[Start TASK INPUT]

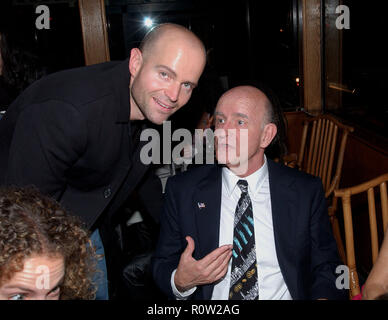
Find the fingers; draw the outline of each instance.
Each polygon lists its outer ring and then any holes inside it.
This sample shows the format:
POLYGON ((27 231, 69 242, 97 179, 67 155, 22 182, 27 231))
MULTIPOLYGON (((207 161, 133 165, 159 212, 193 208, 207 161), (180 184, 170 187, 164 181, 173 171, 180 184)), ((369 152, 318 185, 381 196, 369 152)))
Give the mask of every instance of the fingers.
POLYGON ((193 256, 193 252, 195 249, 195 242, 194 242, 193 238, 190 236, 186 237, 186 241, 187 241, 187 247, 186 247, 185 251, 183 251, 183 254, 185 254, 187 256, 193 256))
POLYGON ((210 265, 214 260, 217 260, 221 255, 231 251, 232 249, 233 245, 229 244, 218 247, 217 249, 206 255, 204 258, 202 258, 202 262, 205 265, 210 265))
POLYGON ((228 266, 229 266, 229 261, 230 261, 230 258, 232 257, 232 251, 230 251, 224 258, 224 260, 222 261, 222 263, 218 266, 218 268, 216 268, 216 270, 214 270, 214 275, 215 275, 215 280, 214 281, 218 281, 219 279, 221 279, 223 276, 225 276, 225 274, 227 273, 228 271, 228 266))

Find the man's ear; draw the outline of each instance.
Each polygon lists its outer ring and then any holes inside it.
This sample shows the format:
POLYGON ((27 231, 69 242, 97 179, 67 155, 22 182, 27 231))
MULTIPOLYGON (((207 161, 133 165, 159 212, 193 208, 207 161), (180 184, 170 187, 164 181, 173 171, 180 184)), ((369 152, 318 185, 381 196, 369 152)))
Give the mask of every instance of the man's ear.
POLYGON ((263 134, 261 135, 260 147, 267 148, 275 138, 278 129, 274 123, 268 123, 264 126, 263 134))
POLYGON ((131 50, 131 56, 129 57, 129 73, 132 77, 135 77, 143 64, 143 55, 139 48, 133 48, 131 50))

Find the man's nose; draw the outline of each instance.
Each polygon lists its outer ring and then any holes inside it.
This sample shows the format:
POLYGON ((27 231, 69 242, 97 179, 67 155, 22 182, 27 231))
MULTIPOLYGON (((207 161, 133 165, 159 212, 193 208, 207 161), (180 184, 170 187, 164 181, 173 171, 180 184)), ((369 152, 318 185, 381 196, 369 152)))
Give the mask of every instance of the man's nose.
POLYGON ((181 85, 179 83, 172 83, 165 90, 165 94, 171 100, 171 102, 177 102, 180 91, 181 91, 181 85))

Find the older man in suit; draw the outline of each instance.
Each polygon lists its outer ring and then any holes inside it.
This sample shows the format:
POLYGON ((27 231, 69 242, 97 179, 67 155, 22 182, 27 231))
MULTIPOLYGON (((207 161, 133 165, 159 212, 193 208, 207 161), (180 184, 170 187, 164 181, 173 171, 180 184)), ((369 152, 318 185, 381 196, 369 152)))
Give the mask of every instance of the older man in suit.
POLYGON ((167 182, 159 287, 176 299, 346 298, 321 181, 264 154, 277 132, 268 98, 233 88, 214 117, 219 164, 167 182))
POLYGON ((91 230, 103 227, 109 243, 109 217, 135 189, 141 199, 158 198, 145 192, 150 180, 140 161, 141 120, 161 124, 184 106, 205 61, 191 31, 162 24, 124 62, 35 82, 0 121, 0 184, 35 185, 91 230))

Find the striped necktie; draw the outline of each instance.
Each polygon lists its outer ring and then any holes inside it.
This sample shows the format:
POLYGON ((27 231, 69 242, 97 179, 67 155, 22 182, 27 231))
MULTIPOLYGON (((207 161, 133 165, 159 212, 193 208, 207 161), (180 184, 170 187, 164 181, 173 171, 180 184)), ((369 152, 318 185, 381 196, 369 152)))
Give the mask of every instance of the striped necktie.
POLYGON ((257 300, 259 282, 252 202, 248 194, 248 182, 239 180, 237 186, 241 190, 241 197, 234 215, 229 300, 257 300))

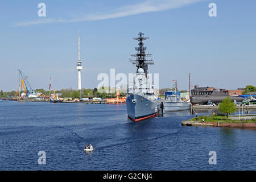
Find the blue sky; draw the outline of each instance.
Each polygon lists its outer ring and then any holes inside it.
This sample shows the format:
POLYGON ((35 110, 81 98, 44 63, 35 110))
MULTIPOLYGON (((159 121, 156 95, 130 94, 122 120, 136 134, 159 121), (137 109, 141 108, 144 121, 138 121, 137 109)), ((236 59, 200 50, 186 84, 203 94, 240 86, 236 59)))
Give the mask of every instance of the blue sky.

[End TASK INPUT]

→ **TASK GOAL**
Reproduce the lines from the line with "Find the man's ear;" up to and including the line with "POLYGON ((263 134, 261", replacing "instance" with "occurrence" and leaving everything else unchanged.

→ **TASK SOLUTION**
Find the man's ear; draw the outline of each occurrence.
Each polygon lists its outer ring and then any holes inside it.
This sample shows the format:
POLYGON ((27 231, 69 242, 97 179, 67 155, 22 182, 27 231))
MULTIPOLYGON (((207 161, 133 165, 159 212, 193 208, 207 161), (180 184, 170 187, 164 181, 173 171, 180 184)), ((369 152, 318 185, 381 196, 369 152)))
Give the mask of every occurrence of the man's ear.
POLYGON ((263 134, 261 135, 260 147, 267 148, 275 138, 278 129, 274 123, 268 123, 264 126, 263 134))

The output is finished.